>> START EXTRACT TO READ

Setup Energy Optimization
Categories:
Introduction
This tutorial extends a base ClusterCockpit installation (as set up in the earlier tutorials) with automated CPU power limit optimization using cc-energy-manager and cc-node-controller.
The energy manager continuously monitors the power draw and compute performance of running jobs and uses a Golden Section Search algorithm to find the CPU socket power limit that minimizes the Energy Delay Product (EDP) — a balanced metric that saves energy without proportionally reducing performance. The node controller receives those power limit commands and applies them via the LIKWID sysfeatures interface to the hardware RAPL power management unit.
Prerequisites:
- A working ClusterCockpit installation with NATS,
cc-metric-collector, andcc-backenddeployed as described in the installation manual. - Intel CPUs with RAPL (Running Average Power Limit) support on the compute nodes.
- LIKWID v5.5.0 or newer installed on
all compute nodes, compiled with
BUILD_SYSFEATURES=true.
Architecture
flowchart LR
likwid[LIKWID\naccessdaemon] -->|HW counters| ccmc[cc-metric-collector]
ccmc -->|metrics\nNATS subject| nats[NATS Server]
nats -->|subscribe| ccms[cc-metric-store\n/ cc-backend]
nats -->|subscribe\npower + perf metrics| ccem[cc-energy-manager]
ccem -->|SET power limit\ncontrol subject| nats
nats -->|subscribe| ccnc[cc-node-controller]
ccnc -->|LIKWID sysfeatures\nRAP set| rapl[CPU RAPL\nPower Limit]
ccnc -->|reply inbox| natscc-metric-collector and cc-node-controller run on each compute node.
cc-energy-manager runs on the frontend/monitoring node alongside the rest
of the ClusterCockpit stack. The NATS server is the only shared communication
channel between them.
NATS Configuration
The energy optimization components require two new NATS users and a dedicated control subject in addition to the existing metrics subject.
Add the following permission definitions and users to /etc/nats-server.conf.
The convention used here is <metrics-subject>_control for the control subject
(e.g. if your metrics subject is mycluster, the control subject is
mycluster_control).

>> END EXTRACT TO READ
>> START DATASET CONTENT

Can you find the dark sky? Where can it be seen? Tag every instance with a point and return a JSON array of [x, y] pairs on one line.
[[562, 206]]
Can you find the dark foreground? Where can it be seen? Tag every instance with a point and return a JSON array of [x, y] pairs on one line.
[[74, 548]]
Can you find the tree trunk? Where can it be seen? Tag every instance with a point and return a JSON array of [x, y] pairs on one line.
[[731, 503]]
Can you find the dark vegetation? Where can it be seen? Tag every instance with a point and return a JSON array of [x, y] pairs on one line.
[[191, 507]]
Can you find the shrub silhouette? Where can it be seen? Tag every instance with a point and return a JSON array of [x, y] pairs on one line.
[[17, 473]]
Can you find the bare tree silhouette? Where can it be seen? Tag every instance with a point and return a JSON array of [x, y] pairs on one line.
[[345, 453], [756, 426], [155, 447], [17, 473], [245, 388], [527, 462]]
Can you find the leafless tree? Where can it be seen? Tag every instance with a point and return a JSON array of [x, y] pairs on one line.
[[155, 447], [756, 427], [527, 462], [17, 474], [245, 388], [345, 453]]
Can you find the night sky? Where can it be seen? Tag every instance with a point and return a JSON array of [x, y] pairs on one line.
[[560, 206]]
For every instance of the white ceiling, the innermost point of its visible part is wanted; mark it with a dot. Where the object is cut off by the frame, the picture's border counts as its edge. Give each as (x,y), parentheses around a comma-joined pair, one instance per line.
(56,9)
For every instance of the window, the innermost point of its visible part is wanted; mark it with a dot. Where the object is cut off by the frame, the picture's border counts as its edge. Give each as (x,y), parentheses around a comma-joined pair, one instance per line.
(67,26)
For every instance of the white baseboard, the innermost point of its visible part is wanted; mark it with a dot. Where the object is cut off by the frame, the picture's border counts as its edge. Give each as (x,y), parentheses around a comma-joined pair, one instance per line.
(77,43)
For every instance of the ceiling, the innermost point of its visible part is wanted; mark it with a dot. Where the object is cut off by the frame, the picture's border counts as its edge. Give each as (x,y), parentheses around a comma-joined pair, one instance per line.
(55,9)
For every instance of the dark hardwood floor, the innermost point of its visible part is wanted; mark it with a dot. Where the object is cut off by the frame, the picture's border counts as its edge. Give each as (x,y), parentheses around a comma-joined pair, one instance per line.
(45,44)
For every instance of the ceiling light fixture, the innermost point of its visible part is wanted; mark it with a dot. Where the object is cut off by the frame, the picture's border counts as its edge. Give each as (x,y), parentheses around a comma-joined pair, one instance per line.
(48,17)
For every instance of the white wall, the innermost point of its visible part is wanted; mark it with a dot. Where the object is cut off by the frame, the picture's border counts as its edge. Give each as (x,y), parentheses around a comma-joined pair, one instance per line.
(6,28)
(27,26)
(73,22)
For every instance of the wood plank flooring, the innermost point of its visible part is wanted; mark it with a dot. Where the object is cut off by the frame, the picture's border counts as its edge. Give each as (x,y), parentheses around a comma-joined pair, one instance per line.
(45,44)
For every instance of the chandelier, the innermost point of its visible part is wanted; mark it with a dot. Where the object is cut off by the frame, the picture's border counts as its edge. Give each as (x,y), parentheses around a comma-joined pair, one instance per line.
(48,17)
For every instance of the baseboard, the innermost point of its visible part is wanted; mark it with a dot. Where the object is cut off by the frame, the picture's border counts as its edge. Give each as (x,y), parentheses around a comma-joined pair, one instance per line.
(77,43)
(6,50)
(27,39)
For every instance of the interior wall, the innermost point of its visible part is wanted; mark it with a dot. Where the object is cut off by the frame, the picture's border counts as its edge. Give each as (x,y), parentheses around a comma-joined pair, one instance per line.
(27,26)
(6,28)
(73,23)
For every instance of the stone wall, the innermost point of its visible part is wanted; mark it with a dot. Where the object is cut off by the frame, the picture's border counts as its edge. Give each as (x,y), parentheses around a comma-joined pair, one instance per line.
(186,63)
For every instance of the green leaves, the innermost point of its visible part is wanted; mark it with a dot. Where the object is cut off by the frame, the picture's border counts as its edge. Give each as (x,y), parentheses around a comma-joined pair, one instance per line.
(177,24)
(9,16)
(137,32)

>> END DATASET CONTENT

→ TASK DIRECTIONS:
Decide whether each statement agrees with the energy optimization setup guide: (a) cc-energy-manager runs on each compute node; (b) LIKWID on the compute nodes must be compiled with BUILD_SYSFEATURES=true; (c) the energy optimization components need one new NATS user. Answer yes or no for each, quoting the deciding words of the guide. The records play no part in the work here.

→ RESULT OF THIS EXERCISE:
(a) No: "cc-energy-manager runs on the frontend/monitoring node alongside the rest"
(b) Yes: "compiled with BUILD_SYSFEATURES=true"
(c) No: "require two new NATS users"